- Text extract -
It looks like this writer adheres to the letter of the Java law, but has some problems stringing those letters together to make good sense.



"If you want truly to understand something, try to change it." Kurt Lewin

re: If only Java supported XML ...

2004-09-09 16:03 • by Joe User
Enterprise beans are a laugh.

re: If only Java supported XML ...

2004-09-09 23:17 • by Matt
Also, shouldn't he be using single quotes on his chars?
private static final char LEFT_BRACKET = '<';
// not ("<")

Wouldn't you get:
Type mismatch: cannot convert from String to char

re: If only Java supported XML ...

2004-09-10 14:55 • by Hassan Voyeau
Matt, you are indeed correct, String and char are incompatible types for the assignment operator, and to the best of my knowledge, Java does not have operator overloading. Maybe this programmer is using a preprocessor.

re: If only Java supported XML ...

2004-09-24 07:38 • by Cheli
I used to work in a Cold Fusion shop (am I allowed to post here?) and observed this little gem of css workaround:

<cfscript>
font = structNew();
font.black = "black";
font.white = "white";
font.etc = "what a blow hole";
</cfscript>

....

<font color="<cfoutput>#font.black#</cfoutput>">

re: If only Java supported XML ...

2004-09-26 15:47 • by Magnus
Could this be a case of imitating the spec a bit too closely? It kind of resembles http://w3.org/TR/2004/REC-xml-20040204/#sec-prolog-dtd in a perverse way.

re: If only Java supported XML ...

- Provided data -

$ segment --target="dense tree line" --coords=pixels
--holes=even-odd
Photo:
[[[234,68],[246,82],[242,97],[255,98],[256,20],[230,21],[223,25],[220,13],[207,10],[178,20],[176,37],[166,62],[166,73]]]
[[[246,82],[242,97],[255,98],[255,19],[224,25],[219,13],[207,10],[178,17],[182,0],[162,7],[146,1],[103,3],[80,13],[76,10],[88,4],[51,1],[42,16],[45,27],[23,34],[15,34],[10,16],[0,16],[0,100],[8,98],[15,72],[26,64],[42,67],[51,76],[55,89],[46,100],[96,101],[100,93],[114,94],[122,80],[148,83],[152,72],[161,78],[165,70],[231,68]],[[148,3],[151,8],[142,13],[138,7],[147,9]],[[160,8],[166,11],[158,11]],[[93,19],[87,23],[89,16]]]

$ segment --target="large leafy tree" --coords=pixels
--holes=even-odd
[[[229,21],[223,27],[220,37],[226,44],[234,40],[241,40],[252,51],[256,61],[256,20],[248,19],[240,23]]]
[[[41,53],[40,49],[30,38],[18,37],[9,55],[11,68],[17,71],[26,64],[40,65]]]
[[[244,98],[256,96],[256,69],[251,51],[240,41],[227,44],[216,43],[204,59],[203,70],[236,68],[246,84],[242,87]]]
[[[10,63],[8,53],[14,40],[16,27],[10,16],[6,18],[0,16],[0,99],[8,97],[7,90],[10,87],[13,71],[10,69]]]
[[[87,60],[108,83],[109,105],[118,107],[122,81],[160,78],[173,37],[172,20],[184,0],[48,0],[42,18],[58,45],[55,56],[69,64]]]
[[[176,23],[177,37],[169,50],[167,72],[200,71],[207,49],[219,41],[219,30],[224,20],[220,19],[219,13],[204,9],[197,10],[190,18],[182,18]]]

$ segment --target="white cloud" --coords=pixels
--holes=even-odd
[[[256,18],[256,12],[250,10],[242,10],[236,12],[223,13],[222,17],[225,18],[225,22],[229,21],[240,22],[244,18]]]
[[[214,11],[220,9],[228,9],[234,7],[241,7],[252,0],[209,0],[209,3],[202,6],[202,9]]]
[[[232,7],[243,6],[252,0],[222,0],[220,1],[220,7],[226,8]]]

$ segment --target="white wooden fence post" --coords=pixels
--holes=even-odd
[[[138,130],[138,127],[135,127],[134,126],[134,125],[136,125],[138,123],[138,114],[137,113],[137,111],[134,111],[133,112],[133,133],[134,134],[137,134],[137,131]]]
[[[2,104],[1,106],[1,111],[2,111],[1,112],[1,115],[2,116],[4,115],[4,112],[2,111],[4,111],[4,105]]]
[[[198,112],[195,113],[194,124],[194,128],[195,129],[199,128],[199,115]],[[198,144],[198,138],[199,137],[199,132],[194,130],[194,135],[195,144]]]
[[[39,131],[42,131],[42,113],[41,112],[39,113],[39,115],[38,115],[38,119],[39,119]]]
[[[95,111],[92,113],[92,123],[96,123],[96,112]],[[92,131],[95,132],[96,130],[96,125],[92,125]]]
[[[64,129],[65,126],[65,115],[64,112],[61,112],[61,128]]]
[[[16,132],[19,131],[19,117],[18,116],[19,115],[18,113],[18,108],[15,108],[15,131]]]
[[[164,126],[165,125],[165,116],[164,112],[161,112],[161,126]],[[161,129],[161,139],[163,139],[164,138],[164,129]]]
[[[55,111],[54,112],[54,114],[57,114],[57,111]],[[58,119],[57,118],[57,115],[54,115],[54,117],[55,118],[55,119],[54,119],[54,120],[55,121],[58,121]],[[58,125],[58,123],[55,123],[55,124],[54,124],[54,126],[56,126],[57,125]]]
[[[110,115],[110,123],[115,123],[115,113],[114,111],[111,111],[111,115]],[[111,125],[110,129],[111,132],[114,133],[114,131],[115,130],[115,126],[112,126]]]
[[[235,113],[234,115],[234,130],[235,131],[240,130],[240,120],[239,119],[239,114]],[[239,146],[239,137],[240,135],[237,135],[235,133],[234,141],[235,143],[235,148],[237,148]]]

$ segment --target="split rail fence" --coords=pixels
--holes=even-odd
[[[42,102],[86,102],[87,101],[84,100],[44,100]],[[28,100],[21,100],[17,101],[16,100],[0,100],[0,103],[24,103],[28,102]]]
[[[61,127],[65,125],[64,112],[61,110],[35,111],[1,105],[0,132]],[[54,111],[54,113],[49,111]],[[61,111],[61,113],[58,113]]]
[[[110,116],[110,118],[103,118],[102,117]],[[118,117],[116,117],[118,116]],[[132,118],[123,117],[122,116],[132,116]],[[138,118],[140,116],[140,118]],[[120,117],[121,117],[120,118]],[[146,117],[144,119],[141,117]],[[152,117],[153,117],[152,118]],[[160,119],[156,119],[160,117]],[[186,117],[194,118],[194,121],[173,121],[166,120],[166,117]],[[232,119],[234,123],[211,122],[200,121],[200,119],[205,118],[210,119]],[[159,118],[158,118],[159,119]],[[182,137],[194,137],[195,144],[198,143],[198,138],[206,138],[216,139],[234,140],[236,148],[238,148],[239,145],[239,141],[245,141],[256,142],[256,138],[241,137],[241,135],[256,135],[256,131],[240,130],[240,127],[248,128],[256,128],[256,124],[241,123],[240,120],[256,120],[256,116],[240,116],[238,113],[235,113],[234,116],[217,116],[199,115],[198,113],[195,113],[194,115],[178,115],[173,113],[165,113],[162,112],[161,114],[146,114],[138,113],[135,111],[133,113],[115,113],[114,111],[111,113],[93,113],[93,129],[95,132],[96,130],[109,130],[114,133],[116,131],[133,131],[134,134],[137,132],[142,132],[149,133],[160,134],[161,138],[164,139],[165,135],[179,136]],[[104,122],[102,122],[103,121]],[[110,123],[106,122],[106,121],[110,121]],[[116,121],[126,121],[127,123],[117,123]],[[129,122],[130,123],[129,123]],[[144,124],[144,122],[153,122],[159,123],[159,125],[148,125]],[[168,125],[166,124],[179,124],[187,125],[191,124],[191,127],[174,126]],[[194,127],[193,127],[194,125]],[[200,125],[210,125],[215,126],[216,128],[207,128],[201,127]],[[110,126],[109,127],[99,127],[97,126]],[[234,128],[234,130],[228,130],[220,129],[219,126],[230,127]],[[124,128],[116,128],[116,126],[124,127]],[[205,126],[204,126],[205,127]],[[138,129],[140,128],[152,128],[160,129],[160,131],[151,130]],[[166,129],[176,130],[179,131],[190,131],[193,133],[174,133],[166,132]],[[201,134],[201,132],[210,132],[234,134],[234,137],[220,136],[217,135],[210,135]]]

- Exercise set -
[a] In the comment thread, why does Matt suggest single quotes for the character constant?
[b] Identify every line of the listing that contains the word "tree", and copy each one.

- Set of answers -
[a] Matt points out that double quotes make "<" a String, so assigning it to a char would produce the error "Type mismatch: cannot convert from String to char." Hassan Voyeau confirms this. He explains that String and char are incompatible types for the assignment operator and that Java does not have operator overloading.

[b]
$ segment --target="dense tree line" --coords=pixels
$ segment --target="large leafy tree" --coords=pixels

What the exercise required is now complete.